Print the complete listing so that it matches the original exactly.

*** Opening RECORDS ***

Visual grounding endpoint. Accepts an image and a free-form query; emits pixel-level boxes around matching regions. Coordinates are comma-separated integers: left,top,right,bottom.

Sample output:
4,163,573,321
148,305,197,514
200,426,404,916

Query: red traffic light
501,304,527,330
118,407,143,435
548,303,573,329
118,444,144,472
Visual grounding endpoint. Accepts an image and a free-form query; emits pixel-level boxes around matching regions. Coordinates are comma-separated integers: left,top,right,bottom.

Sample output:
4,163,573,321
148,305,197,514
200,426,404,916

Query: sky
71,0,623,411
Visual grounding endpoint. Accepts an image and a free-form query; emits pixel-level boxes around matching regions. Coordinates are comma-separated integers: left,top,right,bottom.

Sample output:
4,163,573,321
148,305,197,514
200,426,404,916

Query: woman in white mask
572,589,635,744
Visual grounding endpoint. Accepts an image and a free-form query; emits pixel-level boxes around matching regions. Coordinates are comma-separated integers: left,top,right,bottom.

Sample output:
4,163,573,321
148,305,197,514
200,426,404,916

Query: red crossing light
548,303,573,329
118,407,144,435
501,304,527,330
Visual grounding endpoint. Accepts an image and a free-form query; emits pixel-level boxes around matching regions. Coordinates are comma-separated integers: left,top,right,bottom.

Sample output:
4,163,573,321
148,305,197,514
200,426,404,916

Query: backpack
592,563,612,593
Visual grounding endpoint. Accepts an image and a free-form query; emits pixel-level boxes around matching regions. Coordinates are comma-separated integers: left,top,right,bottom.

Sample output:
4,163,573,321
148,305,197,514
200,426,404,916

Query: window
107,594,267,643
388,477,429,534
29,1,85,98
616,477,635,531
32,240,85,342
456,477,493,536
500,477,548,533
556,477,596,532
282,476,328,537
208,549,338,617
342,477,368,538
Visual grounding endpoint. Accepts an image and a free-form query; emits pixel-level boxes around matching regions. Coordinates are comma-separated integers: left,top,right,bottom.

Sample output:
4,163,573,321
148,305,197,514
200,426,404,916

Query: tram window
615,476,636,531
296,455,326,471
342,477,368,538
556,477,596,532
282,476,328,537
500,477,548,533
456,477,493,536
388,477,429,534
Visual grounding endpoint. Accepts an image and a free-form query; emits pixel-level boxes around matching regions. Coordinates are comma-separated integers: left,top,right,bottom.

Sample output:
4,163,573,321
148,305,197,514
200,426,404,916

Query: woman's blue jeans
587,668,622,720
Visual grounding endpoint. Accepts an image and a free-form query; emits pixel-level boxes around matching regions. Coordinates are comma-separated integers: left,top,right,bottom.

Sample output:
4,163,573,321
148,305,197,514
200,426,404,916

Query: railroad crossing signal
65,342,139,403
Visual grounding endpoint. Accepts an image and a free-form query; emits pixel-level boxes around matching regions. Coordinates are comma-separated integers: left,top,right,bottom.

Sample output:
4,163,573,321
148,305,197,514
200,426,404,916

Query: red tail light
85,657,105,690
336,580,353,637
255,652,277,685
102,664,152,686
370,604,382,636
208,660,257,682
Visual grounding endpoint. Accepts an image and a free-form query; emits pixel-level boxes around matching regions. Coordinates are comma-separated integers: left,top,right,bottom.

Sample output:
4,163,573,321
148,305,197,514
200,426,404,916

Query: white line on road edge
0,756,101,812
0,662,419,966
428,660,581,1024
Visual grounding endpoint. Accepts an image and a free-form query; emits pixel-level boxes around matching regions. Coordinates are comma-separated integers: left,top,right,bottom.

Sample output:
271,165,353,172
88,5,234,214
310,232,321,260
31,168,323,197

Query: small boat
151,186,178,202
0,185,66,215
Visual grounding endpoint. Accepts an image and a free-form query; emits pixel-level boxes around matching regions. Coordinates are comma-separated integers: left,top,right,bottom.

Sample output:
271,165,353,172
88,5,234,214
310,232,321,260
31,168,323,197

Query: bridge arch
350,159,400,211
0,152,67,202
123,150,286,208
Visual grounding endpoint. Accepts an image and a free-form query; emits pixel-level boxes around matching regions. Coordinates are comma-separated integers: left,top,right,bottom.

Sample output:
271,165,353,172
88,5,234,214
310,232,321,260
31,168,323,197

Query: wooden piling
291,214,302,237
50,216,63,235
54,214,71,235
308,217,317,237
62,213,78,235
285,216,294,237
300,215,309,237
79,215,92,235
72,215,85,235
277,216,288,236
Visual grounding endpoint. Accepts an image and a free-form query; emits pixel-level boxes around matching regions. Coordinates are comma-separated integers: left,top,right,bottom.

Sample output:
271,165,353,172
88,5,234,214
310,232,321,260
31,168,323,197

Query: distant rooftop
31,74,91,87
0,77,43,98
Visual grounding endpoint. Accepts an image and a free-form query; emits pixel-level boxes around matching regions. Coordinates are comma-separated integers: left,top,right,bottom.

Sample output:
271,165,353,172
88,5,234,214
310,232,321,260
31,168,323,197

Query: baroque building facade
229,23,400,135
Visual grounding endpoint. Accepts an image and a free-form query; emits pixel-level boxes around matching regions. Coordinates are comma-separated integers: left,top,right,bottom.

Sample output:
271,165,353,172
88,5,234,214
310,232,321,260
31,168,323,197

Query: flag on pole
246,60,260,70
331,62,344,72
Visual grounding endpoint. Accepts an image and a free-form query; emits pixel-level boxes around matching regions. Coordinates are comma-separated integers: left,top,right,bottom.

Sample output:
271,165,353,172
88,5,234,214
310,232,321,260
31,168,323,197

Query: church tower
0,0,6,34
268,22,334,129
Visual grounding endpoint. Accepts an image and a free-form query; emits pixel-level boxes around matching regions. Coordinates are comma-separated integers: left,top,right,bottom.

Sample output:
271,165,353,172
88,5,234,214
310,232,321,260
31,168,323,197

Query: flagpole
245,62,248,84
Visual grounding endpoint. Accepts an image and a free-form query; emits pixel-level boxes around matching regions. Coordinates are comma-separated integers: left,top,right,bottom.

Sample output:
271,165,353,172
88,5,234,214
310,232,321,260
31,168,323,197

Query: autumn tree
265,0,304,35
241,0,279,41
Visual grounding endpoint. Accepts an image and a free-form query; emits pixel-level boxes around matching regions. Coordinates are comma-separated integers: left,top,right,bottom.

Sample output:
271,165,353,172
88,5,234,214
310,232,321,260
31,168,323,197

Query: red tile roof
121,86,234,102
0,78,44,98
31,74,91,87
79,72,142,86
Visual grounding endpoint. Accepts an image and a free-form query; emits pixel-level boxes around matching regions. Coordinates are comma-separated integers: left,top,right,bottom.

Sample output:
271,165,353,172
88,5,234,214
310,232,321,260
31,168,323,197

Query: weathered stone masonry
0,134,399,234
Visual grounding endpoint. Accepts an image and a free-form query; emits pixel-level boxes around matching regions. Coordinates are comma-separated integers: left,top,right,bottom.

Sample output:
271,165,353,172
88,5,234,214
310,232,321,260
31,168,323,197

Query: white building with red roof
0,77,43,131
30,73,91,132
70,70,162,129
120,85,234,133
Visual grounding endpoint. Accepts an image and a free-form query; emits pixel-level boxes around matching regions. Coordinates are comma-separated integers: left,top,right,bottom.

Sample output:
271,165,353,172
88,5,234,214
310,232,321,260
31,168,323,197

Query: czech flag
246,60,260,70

*** Closing RECORDS ***

§ **EXERCISE ANSWER**:
Visual grounding endpoint. Accepts an image and a free-form query; emits pixel-level boxes around matching regions. Coordinates are comma-separated integers: left,top,right,bottom.

Sample output:
4,163,573,321
148,305,197,514
200,426,404,916

Query: red traffic light
501,304,527,330
118,407,143,435
548,303,573,329
118,444,144,472
Visual grounding endpoint. Accepts an image and a free-form query; emits pixel-level boxes around matching regions. Coordinates are comma-separated integers: left,top,right,bottom.

Sample output:
4,163,573,321
148,305,197,514
200,426,404,916

Query: sky
71,0,623,411
Visual grounding endpoint. Accepts an image and a free-form query; emits pixel-level boxes around matching regions. Coordinates are comma-separated integers: left,top,right,bottom.

Sample output:
4,163,573,321
148,305,197,514
200,426,404,916

Query: woman in white mask
572,589,635,744
Visual grounding endpoint. Accepts an image and a free-form query; emits pixel-level boxes around matching regions. Coordinates are comma-separated integers: left,top,right,bottom.

Sample output:
4,163,573,321
148,305,197,514
200,426,404,916

Query: red crossing light
548,303,573,329
118,407,144,435
501,304,527,330
Visual grounding endpoint. Accepts an image and a free-form query; emits pixel-level boxes around matching regions. Coordinates are comma-separated integers: left,top,right,bottom.

Sample output:
4,163,573,321
148,305,197,514
200,426,404,916

Query: backpack
592,563,612,593
Visual grounding endpoint. Accepts an image and a free-form query; emits pixel-level boxes around matching regions. Coordinates are comma-separated integers: left,top,right,bottom.

Sample output:
4,163,573,321
148,305,197,514
200,426,404,916

Query: window
107,594,267,643
388,477,429,534
29,1,85,98
616,477,635,531
32,240,85,342
456,477,493,536
500,477,548,533
556,477,596,532
282,476,328,537
208,549,338,617
342,477,368,538
Visual grounding endpoint. Accepts an image and a free-form query; emits pixel-level boxes around matching regions. Coordinates are comma-separated integers: left,top,right,bottom.

Sample output:
4,163,573,321
148,305,197,514
200,426,404,916

Query: tram window
615,476,636,531
296,455,326,471
342,477,368,538
556,477,596,532
282,476,328,537
500,477,548,533
456,477,493,536
388,477,429,534
Visual grounding endpoint. Accepts an image and a free-form query; emits pixel-level boxes around matching regions. Coordinates are comma-separated integers: left,top,right,bottom.

Sample output:
4,163,573,321
148,305,197,514
200,426,404,916

Query: woman's blue jeans
587,668,622,720
Visual grounding endpoint. Accepts an image and a free-form query; emits pixel-level boxes around matching regions. Coordinates are comma-separated integers: left,top,right,bottom.

Sample output:
4,163,573,321
148,305,197,514
200,426,404,916

Query: railroad crossing signal
65,342,139,403
Visual grounding endpoint. Accepts an image and a free-form query; emits pixel-level boxes around matching regions. Coordinates are comma-separated integers: left,top,right,bottom.

Sample output:
4,163,573,321
148,305,197,514
200,426,404,916

Query: red tail light
85,657,105,690
336,580,353,637
255,652,277,685
102,664,152,686
370,604,382,636
208,660,257,682
Visual grounding endpoint. Accepts an image and a free-form query; emits pixel-level boxes around matching regions. Coordinates are comma-separated integers: left,top,right,bottom.

Sample output:
4,163,573,321
148,305,197,514
200,426,404,916

Query: white line on road edge
0,756,101,812
0,662,419,966
428,660,581,1024
Visual grounding endpoint. Accepts an image and a free-form query; emits pixel-level boxes around matching regions. Coordinates are comma-separated integers: left,top,right,bottom.

Sample output:
271,165,353,172
88,5,234,214
310,232,321,260
31,168,323,197

Query: small boat
151,186,178,202
0,185,66,215
Visual grounding endpoint. Accepts an image and a free-form query; emits pixel-level boxes around matching regions. Coordinates are comma-separated integers: left,top,right,bottom.

Sample output:
271,165,353,172
88,5,234,214
310,232,321,260
31,168,323,197

Query: bridge arch
350,159,400,211
0,152,67,202
123,150,286,208
Visual grounding endpoint. Accepts an image and a free-form query; emits pixel-level boxes around matching regions. Coordinates are comma-separated integers: left,top,right,bottom.

Sample output:
271,165,353,172
88,5,234,214
310,232,321,260
31,168,323,197

Query: wooden piling
291,214,302,237
50,216,63,235
54,214,71,235
308,217,317,237
62,213,78,235
285,216,294,237
300,215,309,237
79,215,92,235
72,215,85,235
277,216,288,236
Visual grounding endpoint. Accepts an image and a free-form query; emits pixel-level boxes around matching regions. Coordinates are comma-separated integers: left,top,right,bottom.

Sample output:
271,165,353,172
88,5,234,214
310,232,321,260
31,168,323,197

Query: distant rooftop
31,74,91,87
0,77,43,98
Visual grounding endpoint. Accepts an image and a free-form query; emits pixel-level boxes around matching regions. Coordinates are comma-separated integers: left,top,right,bottom.

Sample output:
271,165,353,172
88,5,234,214
310,232,321,260
31,168,323,197

Query: baroque building facade
229,23,400,135
Visual grounding endpoint. Accepts an image and a free-form query; emits pixel-level boxes around matching regions. Coordinates are comma-separated integers: left,top,right,bottom.

Sample output:
271,165,353,172
88,5,234,214
310,232,321,260
31,168,323,197

Query: flag on pole
246,60,260,70
331,62,344,72
Visual grounding endpoint. Accepts an image and a free-form query; emits pixel-level boxes around matching regions. Coordinates are comma-separated integers: left,top,right,bottom.

Sample output:
271,165,353,172
88,5,234,214
310,232,321,260
31,168,323,197

Query: church tower
0,0,6,34
268,22,334,129
Visual grounding endpoint. Accepts an image and a free-form query; emits pixel-level boxes around matching regions. Coordinates are comma-separated integers: left,top,right,bottom.

Sample output:
271,165,353,172
88,5,234,214
310,232,321,260
31,168,323,197

Query: flagpole
245,62,248,84
Visual grounding endpoint. Accepts an image and a free-form query; emits pixel-level boxes around matching regions. Coordinates are comma-separated integers: left,top,right,bottom.

Sample output:
271,165,353,172
88,5,234,214
310,232,321,260
31,168,323,197

Query: autumn tree
265,0,304,35
241,0,279,41
Visual grounding endpoint. Accepts an image and a free-form query; emits pixel-level boxes around matching regions. Coordinates are comma-separated integers: left,top,right,bottom.

Sample output:
271,165,353,172
88,5,234,214
310,232,321,260
31,168,323,197

Query: red tile roof
121,86,234,102
0,78,44,98
31,74,91,87
79,72,142,86
Visual grounding endpoint. Accepts an image and a free-form query; emits pixel-level boxes around matching regions. Coordinates are comma-separated integers: left,top,right,bottom.

Sample output:
271,165,353,172
88,5,234,214
310,232,321,260
31,168,323,197

Query: weathered stone masonry
0,134,399,234
Visual grounding endpoint. Accepts an image and a free-form query; emits pixel-level boxes around matching regions. Coordinates are comma-separated integers: left,top,right,bottom.

Sample output:
271,165,353,172
88,5,234,214
310,232,321,260
31,168,323,197

Query: white building with red roof
0,77,43,131
30,73,91,132
70,70,162,129
120,85,234,133
Visual grounding endpoint. Accepts an image and a free-form query; emits pixel-level boxes around matching regions. Coordinates are comma-separated integers: left,top,right,bottom.

Sample output:
271,165,353,172
88,5,234,214
310,232,321,260
31,168,323,197

Query: czech flag
246,60,260,70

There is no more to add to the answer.